### Stated problem A:
In the watershed hydrology excerpt below, list every page or document that readers are sent to for more information.
### Stated problem B:
Using the watershed hydrology excerpt below, decide whether each statement agrees with it. Answer yes or no for each and quote the words that decide it.
(i) The engineering approach has been to offer cold flows from reservoir bottoms where feasible.
(ii) The review by Beven and Germann appeared in Water Resources Research.
(iii) Most hydrological engineers know that research on biotic influences on catchment functions is as old as hydrology itself.

### Source excerpt:
▬▬▬

Then imagine applying the Rational Formula to to the Sacramento and San Joaquin River tributary watersheds/ catchments of the Delta and San Francisco Bay estuary complex, visible in the adjacent image.

Click image to expand

[For more on the anthropogenic nature of nonnative annual grasslands, please see California “Grasslands” vs. Altered State(s) and blog post 6. Ball and Chain & Other Links.]

In fact, most hydrological engineers have become so used to treating watersheds/ catchments as “plumbing” problems that they completely miss potential ecohydrological solutions. Most aren’t even aware that the history of scientific investigations supporting biotic influences on catchment functions is as old as the field of hydrology itself.

By not addressing the natural watershed/ catchment context of infiltration and percolation – enhancing/ restoring natural recharge by routing rainfall directly to groundwater, the engineers have missed the most natural way to enhance the cold water baseflows needed by anadromous fish, like steelhead and salmon. For a graphic depiction of baseflow, see the second set of images on Plants in an Ecohydrology Context or the newly refined, updated Rainfall to Groundwater Executive Summary.

The engineering approach to that problem has been to offer cold flows from reservoir bottoms – where feasible – forgetting that Nature had a better “design” for that, before we humans altered natural patterns. There are also the proposed “functional flows”, which may facilitate habitat creation, but will those or the flows from reservoir bottoms provide the timely cold water fish need as does the natural influx of cold water baseflows (from groundwater), late in the rainy season?

If applied hydrologists are aware of recent scientific documentation and discussions of ecohydrological functions appearing in their own journals, they have yet to apply those insights to real world problems, at least in California to date.

The authors of one recent review, “Macropores and water flow in soils revisited” (Beven and Germann 2013), published in Water Resources Research, state in the abstract, with respect to their title subject,

. . . the topic has still not received the attention that its importance deserves, in part because of the ready availability of software packages rooted firmly in the Richards domain, albeit that there is convincing evidence that this may be predicated on the wrong experimental method for natural conditions.

▬▬▬

### Stored records:
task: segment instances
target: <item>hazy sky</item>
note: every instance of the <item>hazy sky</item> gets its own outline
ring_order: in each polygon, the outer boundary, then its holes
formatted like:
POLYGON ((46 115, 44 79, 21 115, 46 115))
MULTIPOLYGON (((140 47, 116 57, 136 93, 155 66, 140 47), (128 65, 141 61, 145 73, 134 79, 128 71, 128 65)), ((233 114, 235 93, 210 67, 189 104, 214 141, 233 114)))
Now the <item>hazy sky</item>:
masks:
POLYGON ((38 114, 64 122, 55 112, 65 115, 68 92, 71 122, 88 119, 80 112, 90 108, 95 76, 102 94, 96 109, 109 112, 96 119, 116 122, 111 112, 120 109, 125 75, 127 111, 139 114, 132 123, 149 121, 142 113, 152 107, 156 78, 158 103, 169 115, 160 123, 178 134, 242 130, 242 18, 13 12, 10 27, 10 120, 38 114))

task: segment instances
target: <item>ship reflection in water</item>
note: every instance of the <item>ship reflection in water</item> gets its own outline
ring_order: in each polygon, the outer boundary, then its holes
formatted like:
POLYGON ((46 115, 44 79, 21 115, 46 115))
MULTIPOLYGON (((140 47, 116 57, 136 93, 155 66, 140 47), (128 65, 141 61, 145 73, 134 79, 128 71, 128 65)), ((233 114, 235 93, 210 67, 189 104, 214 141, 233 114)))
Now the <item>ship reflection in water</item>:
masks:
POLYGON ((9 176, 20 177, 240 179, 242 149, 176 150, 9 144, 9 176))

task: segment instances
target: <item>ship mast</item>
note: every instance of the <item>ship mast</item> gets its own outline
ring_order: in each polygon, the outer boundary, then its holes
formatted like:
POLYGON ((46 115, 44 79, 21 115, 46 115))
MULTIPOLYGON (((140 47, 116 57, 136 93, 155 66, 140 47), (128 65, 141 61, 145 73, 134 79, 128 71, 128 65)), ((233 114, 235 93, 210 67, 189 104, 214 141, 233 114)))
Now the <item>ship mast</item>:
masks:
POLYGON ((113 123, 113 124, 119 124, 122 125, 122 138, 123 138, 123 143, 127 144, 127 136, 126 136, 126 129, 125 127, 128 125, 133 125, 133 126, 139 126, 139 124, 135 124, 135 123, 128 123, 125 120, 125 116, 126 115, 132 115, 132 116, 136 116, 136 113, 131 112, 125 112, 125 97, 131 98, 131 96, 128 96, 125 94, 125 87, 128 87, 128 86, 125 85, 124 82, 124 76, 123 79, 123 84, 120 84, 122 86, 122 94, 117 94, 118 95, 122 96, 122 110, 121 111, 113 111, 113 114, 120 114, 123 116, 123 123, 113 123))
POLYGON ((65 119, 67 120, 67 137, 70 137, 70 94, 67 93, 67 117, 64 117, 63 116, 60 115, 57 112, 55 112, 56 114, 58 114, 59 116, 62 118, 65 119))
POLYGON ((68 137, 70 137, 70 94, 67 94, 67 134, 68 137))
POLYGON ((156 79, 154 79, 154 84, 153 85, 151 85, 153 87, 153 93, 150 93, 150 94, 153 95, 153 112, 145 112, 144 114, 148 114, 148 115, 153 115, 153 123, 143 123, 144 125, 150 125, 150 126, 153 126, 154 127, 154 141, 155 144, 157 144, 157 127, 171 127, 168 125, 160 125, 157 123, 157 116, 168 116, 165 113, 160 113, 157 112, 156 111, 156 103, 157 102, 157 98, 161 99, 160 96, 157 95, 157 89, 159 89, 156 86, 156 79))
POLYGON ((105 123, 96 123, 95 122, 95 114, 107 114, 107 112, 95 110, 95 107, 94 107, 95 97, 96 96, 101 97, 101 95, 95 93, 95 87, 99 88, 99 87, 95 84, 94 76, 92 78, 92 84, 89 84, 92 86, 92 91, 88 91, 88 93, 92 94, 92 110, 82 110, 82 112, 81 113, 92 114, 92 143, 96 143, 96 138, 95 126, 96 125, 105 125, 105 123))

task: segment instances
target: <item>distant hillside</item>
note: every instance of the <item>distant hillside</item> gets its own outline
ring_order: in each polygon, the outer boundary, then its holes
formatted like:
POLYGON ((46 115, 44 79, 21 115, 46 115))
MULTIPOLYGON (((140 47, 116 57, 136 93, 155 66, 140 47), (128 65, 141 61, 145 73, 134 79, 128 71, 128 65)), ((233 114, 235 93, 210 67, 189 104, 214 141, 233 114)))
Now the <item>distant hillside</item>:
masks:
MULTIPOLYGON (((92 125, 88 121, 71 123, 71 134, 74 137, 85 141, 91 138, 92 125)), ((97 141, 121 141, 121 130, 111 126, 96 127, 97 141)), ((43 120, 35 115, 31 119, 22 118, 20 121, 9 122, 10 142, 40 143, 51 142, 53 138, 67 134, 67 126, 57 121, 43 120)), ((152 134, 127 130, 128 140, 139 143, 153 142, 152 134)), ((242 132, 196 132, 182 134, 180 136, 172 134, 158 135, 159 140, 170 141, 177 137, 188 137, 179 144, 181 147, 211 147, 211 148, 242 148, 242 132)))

▬▬▬

### Correct result A:
- California “Grasslands” vs. Altered State(s)
- blog post 6. Ball and Chain & Other Links
- Plants in an Ecohydrology Context
- Rainfall to Groundwater Executive Summary

### Correct result B:
(i) Yes: "The engineering approach to that problem has been to offer cold flows from reservoir bottoms – where feasible"
(ii) Yes: "published in Water Resources Research"
(iii) No: "Most aren’t even aware that the history of scientific investigations supporting biotic influences on catchment functions is as old as the field of hydrology itself."